#### Source records ####

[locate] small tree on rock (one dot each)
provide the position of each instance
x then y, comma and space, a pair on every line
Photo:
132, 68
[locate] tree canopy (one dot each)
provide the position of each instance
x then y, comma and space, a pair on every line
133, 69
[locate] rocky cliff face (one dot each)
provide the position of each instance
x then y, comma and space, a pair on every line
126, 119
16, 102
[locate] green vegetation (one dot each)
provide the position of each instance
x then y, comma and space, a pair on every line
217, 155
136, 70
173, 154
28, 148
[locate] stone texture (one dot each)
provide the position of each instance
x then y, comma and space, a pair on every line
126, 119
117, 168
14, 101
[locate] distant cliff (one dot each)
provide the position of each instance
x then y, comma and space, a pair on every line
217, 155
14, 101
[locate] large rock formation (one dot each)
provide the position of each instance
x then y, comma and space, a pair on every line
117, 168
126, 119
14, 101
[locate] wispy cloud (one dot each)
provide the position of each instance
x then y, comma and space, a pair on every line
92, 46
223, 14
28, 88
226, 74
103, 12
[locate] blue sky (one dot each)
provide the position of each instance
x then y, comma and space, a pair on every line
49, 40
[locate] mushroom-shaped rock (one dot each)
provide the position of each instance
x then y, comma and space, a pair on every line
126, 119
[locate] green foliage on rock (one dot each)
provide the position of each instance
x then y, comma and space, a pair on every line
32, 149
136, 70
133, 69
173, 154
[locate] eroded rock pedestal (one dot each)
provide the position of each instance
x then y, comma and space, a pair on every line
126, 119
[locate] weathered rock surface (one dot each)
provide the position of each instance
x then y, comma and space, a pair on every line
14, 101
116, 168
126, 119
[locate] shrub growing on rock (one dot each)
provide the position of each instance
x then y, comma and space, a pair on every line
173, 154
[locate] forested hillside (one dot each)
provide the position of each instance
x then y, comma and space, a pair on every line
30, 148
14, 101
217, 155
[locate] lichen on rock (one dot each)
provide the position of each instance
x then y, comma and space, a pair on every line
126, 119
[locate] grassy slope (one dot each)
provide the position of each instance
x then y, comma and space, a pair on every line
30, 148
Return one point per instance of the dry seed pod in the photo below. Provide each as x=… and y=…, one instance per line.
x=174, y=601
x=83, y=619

####

◆ Given exercise
Put every line of the entries above into a JSON list of strings, one string per line, and omit any blank lines.

◆ Written solution
[
  "[locate] small tree on rock (one dot each)",
  "provide the position of each instance",
  "x then y, comma and space, a pair on every line",
  "Photo:",
  "132, 68",
  "[locate] tree canopy (one dot each)",
  "provide the position of each instance",
  "x then y, comma and space, a pair on every line",
  "133, 69",
  "[locate] rocky cliff face (one dot each)",
  "provide the position of each instance",
  "x then y, comma and space, a pair on every line",
  "126, 119",
  "16, 102",
  "[locate] green vegetation (one dot each)",
  "provide the position of each instance",
  "x then y, comma and space, a pair on every line",
  "217, 155",
  "136, 70",
  "173, 154",
  "28, 148",
  "[locate] stone texture (one dot each)",
  "provide the position of each instance",
  "x then y, comma and space, a pair on every line",
  "126, 119",
  "117, 168",
  "14, 101",
  "[locate] distant cliff (one dot each)",
  "provide the position of each instance",
  "x then y, comma and space, a pair on every line",
  "217, 155",
  "14, 101",
  "[locate] large rock formation (one dot each)",
  "provide the position of each instance",
  "x then y, comma and space, a pair on every line",
  "117, 168",
  "126, 119",
  "14, 101",
  "[locate] wispy cloud (one dot each)",
  "provide the position of each instance",
  "x then y, comma and space, a pair on every line",
  "92, 46",
  "223, 14",
  "28, 88",
  "226, 74",
  "103, 12",
  "[locate] blue sky (one dot each)",
  "provide the position of each instance",
  "x then y, comma and space, a pair on every line",
  "49, 40",
  "[locate] mushroom-shaped rock (one dot each)",
  "provide the position of each instance",
  "x then y, comma and space, a pair on every line",
  "126, 119",
  "[locate] green foliage on rock (one dot each)",
  "provide the position of each instance",
  "x then y, comma and space, a pair on every line",
  "32, 149",
  "136, 70",
  "133, 69",
  "173, 154",
  "[locate] eroded rock pedestal (one dot each)",
  "provide the position of each instance",
  "x then y, comma and space, a pair on every line",
  "126, 119",
  "[locate] weathered rock surface (one dot each)",
  "provide the position of each instance",
  "x then y, comma and space, a pair on every line",
  "14, 101",
  "116, 168",
  "126, 119",
  "[locate] shrub growing on rock (one dot each)",
  "provide the position of each instance",
  "x then y, comma and space, a pair on every line",
  "173, 154",
  "[locate] forested hillside (one dot each)",
  "provide the position of each instance",
  "x then y, comma and space, a pair on every line",
  "30, 148",
  "14, 101",
  "217, 155",
  "[locate] lichen on rock (one dot each)",
  "provide the position of each instance",
  "x then y, comma and space, a pair on every line",
  "126, 119",
  "[locate] grassy slope (one dot each)",
  "provide the position of each instance",
  "x then y, comma and space, a pair on every line",
  "30, 148",
  "Return one point per instance of the dry seed pod in the photo below. Provide each as x=… and y=…, one instance per line.",
  "x=174, y=601",
  "x=83, y=619"
]